Ricopia parola per parola il brano della sentenza qui sotto che comincia con "ha pronunciato la" e prosegue fino a "registro ricorsi 1997." compreso.

* [Testo da leggere]:

+++

IN NOME DEL POPOLO ITALIANO

LA CORTE COSTITUZIONALE

composta dai signori Giudici:

- Dott.   Renato GRANATA, Presidente

- Prof.    Giuliano VASSALLI

- Prof.    Francesco GUIZZI               

- Prof.    Cesare MIRABELLI            

- Prof. Fernando SANTOSUOSSO               

- Avv.    Massimo VARI                     

- Dott.   Cesare RUPERTO                

- Dott.   Riccardo CHIEPPA             

- Prof.    Gustavo ZAGREBELSKY              

- Prof.    Valerio ONIDA                    

- Prof.    Carlo MEZZANOTTE                     

- Prof.    Guido NEPPI MODONA                

- Prof.    Piero Alberto CAPOTOSTI             

ha pronunciato la seguente                  

SENTENZA

nel giudizio di legittimità costituzionale dell'art. 2, comma 60, della legge 23 dicembre 1996, n. 662 (Misure di razionalizzazione della finanza pubblica), promosso con ricorso della Regione Friuli-Venezia Giulia, notificato il 24 gennaio 1997, depositato in Cancelleria il 29 successivo ed iscritto al n. 7 del registro ricorsi 1997.

Visto l'atto di costituzione del Presidente del Consiglio dei ministri;

udito nell'udienza pubblica del 3 giugno 1997 il Giudice relatore Riccardo Chieppa;

uditi l'avvocato Renato Fusco per la Regione Friuli-Venezia Giulia e l'Avvocato dello Stato Pier Giorgio Ferri per il Presidente del Consiglio dei ministri.

Ritenuto in fatto

 

1. La Regione Friuli-Venezia Giulia ha impugnato l'art. 4 del decreto-legge 5 ottobre 1993, n. 398 (Disposizioni per l'accelerazione degli investimenti a sostegno dell'occupazione e per la semplificazione dei procedimenti in materia edilizia), convertito, con modificazioni, nella legge 4 dicembre 1993, n. 493, come sostituito dall'art. 2, comma 60, della legge 23 dicembre 1996, n. 662 (Misure di razionalizzazione della finanza pubblica), avente ad oggetto le procedure per il rilascio della concessione edilizia per violazione dell'art. 118, terzo comma, della Costituzione e degli artt. 4, 8 e 11 dello statuto di autonomia, approvato con legge costituzionale 31 gennaio 1963, n. 1.

+++

* [Dati registrati]:

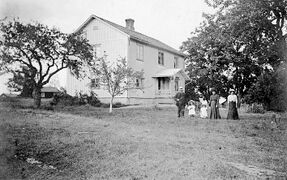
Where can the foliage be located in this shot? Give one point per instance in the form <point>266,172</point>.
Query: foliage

+++

* [Risposta al compito]:
ha pronunciato la seguente                  

SENTENZA

nel giudizio di legittimità costituzionale dell'art. 2, comma 60, della legge 23 dicembre 1996, n. 662 (Misure di razionalizzazione della finanza pubblica), promosso con ricorso della Regione Friuli-Venezia Giulia, notificato il 24 gennaio 1997, depositato in Cancelleria il 29 successivo ed iscritto al n. 7 del registro ricorsi 1997.